▶ [Задание 1]: Представьте строки записей в виде списка JSON из строк, по одной строке записей на элемент, без пустых строк. Начните со строки записей, в которой есть «Where can you see the church», и включите все строки до самого конца записей.

▶ [Текст]:
Сказъ о томъ, какъ госпожи чепуха и реникса посѣтили были редакторовъ и какъ ушли онѣ
Чеховъ въ «Трёхъ сёстрахъ» обыгралъ непониманіе написаннаго отъ руки слова: учитель по прочтеніи школьнаго сочиненія начерталъ приговоръ —
чепуха, а ученикъ прочёлъ
реникса, думая, что это запись по-латыни. Дѣйствительно,
чепуха и
renyxa при написаніи отъ руки выглядятъ одинаково; то же наблюдается съ нѣкоторыми другими словами. — Схожій обликъ имѣютъ
Puma и
Рита — названіе фирмы и женское имя (курсивъ на нихъ не ставлю, а не то и на печати
Пуму съ
Ритою не получится распознать — одну отъ другой не отличишь). Слово
mama есть въ европейскихъ языкахъ, использующихъ латинскій алфавитъ, пусть и не являясь основнымъ для обозначенія матери; при записи отъ руки
тата ‘папа’ выглядитъ точь-въ-точь какъ
mama, и при печати курсивомъ тоже.
Жизнь полна чепухи. Иногда чепуха, преобразуясь въ рениксу, можетъ обернуться непріятностями.

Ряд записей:

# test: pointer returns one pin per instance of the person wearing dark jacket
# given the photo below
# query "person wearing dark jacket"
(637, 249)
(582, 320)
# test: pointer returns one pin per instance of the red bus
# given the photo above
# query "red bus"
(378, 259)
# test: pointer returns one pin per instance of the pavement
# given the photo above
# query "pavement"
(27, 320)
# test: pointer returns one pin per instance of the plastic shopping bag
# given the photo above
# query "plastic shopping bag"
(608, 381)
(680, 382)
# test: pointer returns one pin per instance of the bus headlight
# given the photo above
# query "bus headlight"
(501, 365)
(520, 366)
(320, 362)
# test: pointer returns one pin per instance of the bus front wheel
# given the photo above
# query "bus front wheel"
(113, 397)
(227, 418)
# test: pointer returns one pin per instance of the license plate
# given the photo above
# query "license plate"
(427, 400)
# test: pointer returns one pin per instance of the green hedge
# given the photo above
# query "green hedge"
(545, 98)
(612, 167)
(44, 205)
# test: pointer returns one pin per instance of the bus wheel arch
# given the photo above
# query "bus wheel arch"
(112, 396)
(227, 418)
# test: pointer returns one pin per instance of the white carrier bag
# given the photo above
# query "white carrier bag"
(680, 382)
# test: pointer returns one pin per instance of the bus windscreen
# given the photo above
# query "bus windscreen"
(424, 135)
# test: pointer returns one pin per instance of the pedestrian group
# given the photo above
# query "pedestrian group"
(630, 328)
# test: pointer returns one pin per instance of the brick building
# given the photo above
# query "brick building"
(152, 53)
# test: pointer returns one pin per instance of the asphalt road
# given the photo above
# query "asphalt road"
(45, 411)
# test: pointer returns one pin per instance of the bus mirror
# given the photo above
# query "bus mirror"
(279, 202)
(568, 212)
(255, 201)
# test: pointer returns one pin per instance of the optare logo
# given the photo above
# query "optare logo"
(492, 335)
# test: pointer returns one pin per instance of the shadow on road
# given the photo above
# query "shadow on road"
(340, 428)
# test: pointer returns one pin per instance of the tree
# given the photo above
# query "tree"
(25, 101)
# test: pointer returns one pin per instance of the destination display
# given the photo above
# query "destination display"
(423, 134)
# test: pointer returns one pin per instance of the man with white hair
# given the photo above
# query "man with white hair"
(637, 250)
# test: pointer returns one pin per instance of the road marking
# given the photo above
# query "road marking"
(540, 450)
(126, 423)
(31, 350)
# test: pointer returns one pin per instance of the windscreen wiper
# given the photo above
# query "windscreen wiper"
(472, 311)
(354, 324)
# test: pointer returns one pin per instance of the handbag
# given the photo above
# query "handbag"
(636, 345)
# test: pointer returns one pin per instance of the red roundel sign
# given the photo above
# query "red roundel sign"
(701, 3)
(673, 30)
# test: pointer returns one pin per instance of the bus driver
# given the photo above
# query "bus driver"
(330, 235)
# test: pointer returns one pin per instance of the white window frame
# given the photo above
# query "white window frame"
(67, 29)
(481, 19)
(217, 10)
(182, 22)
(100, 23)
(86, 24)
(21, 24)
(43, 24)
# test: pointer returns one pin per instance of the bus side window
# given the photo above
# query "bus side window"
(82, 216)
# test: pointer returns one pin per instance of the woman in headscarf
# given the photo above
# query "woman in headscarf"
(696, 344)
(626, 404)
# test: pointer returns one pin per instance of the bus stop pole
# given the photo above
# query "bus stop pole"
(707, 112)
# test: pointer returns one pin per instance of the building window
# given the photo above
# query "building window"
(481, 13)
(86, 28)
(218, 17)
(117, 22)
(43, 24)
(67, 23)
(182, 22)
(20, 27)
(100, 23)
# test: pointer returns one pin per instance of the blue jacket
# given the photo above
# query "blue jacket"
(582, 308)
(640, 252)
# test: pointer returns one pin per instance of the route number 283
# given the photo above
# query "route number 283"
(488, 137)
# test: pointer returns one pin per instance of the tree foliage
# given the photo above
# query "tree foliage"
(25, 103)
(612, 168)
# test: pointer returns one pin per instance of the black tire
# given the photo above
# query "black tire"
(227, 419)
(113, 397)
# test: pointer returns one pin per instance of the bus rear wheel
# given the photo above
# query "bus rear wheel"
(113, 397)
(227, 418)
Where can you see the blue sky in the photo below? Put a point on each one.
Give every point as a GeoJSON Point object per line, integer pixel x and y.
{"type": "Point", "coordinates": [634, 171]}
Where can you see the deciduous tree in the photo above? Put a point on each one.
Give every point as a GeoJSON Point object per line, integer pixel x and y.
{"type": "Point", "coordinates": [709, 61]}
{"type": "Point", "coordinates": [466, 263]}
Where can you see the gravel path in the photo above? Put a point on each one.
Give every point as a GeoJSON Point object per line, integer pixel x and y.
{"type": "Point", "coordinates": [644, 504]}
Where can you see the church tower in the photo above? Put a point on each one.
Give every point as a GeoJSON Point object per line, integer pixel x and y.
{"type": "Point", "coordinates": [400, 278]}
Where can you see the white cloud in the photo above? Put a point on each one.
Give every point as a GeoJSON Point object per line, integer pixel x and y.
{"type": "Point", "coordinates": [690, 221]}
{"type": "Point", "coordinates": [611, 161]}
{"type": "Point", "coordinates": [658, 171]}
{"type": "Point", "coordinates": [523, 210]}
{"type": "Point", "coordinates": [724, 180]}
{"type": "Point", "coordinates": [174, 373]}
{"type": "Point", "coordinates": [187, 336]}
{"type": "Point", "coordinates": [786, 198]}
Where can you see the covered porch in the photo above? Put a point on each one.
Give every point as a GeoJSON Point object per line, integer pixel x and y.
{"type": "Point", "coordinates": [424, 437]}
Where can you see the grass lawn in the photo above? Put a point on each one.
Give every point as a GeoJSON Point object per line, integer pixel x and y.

▶ [Задание 2]: Допишите следующую часть текста о словах «чепуха» и «реникса», начиная сразу после его последнего предложения.

▶ [Ожидаемый ответ 1]:
[
  "Where can you see the church tower in the photo above? Put a point on each one.",
  "Give every point as a GeoJSON Point object per line, integer pixel x and y.",
  "{\"type\": \"Point\", \"coordinates\": [400, 278]}",
  "Where can you see the white cloud in the photo above? Put a point on each one.",
  "Give every point as a GeoJSON Point object per line, integer pixel x and y.",
  "{\"type\": \"Point\", \"coordinates\": [690, 221]}",
  "{\"type\": \"Point\", \"coordinates\": [611, 161]}",
  "{\"type\": \"Point\", \"coordinates\": [658, 171]}",
  "{\"type\": \"Point\", \"coordinates\": [523, 210]}",
  "{\"type\": \"Point\", \"coordinates\": [724, 180]}",
  "{\"type\": \"Point\", \"coordinates\": [174, 373]}",
  "{\"type\": \"Point\", \"coordinates\": [187, 336]}",
  "{\"type\": \"Point\", \"coordinates\": [786, 198]}",
  "Where can you see the covered porch in the photo above? Put a point on each one.",
  "Give every point as a GeoJSON Point object per line, integer pixel x and y.",
  "{\"type\": \"Point\", \"coordinates\": [424, 437]}",
  "Where can you see the grass lawn in the photo above? Put a point on each one.",
  "Give every point as a GeoJSON Point object per line, integer pixel x and y."
]

▶ [Ожидаемый ответ 2]:
Мы готовили
«Азъ» къ печати, провѣряли текстъ. Въ явленіи первомъ одинъ герой завершаетъ монологъ многоязычнымъ предложеніемъ, по-русски его начиная и по-русски же заканчивая. Въ нерусскую фразу неожиданно затесалась русская
тучка. Поначалу — не понимая написаннаго на неизвѣстномъ мнѣ языкѣ — я воспринялъ всё какъ должное. Какъ редакторъ, я не могу допустить, чтобы остались непровѣренными фразы на языкахъ, которыхъ я не знаю.
Держа въ головахъ необходимость привлеченія людей для вычитки завершающей части монолога изъ явленія перваго, первостепенное вниманіе мы обратили на ещё болѣе длинный многоязычный монологъ трёхстишіями изъ явленія седьмого, начинающійся и заканчивающійся по-русски. Трёхстишный монологъ въ явленіи седьмомъ провѣрили почти весь, но никакъ не удавалось найти человѣка, могущаго помочь намъ и прочесть исландскую строфу. Усилія Алексѣя Юрьевича и его жены обернулись успѣхомъ: они нашли филологиню, говорящую, читающую и пишущую по-исландски; она всё провѣрила и уберегла двухъ редакторовъ — меня съ Алексѣемъ Юрьевичемъ — отъ позора.
Оставалось вернуться къ явленію первому и провѣрить многоязычное высказываніе. Разные люди помогли намъ, и въ моей головѣ худо-бѣдно складывалось пониманіе, чтó значитъ послѣднее предложеніе въ монологѣ героя. И тутъ всталъ вопросъ съ
тучкою. Стало замѣтно, что она диссонируетъ съ нерусскимъ текстомъ, врѣзаясь въ него чужеродной вставкой. Мнѣ говорили: здѣсь, кажется, что-то не такъ, — да и самъ я призадумался.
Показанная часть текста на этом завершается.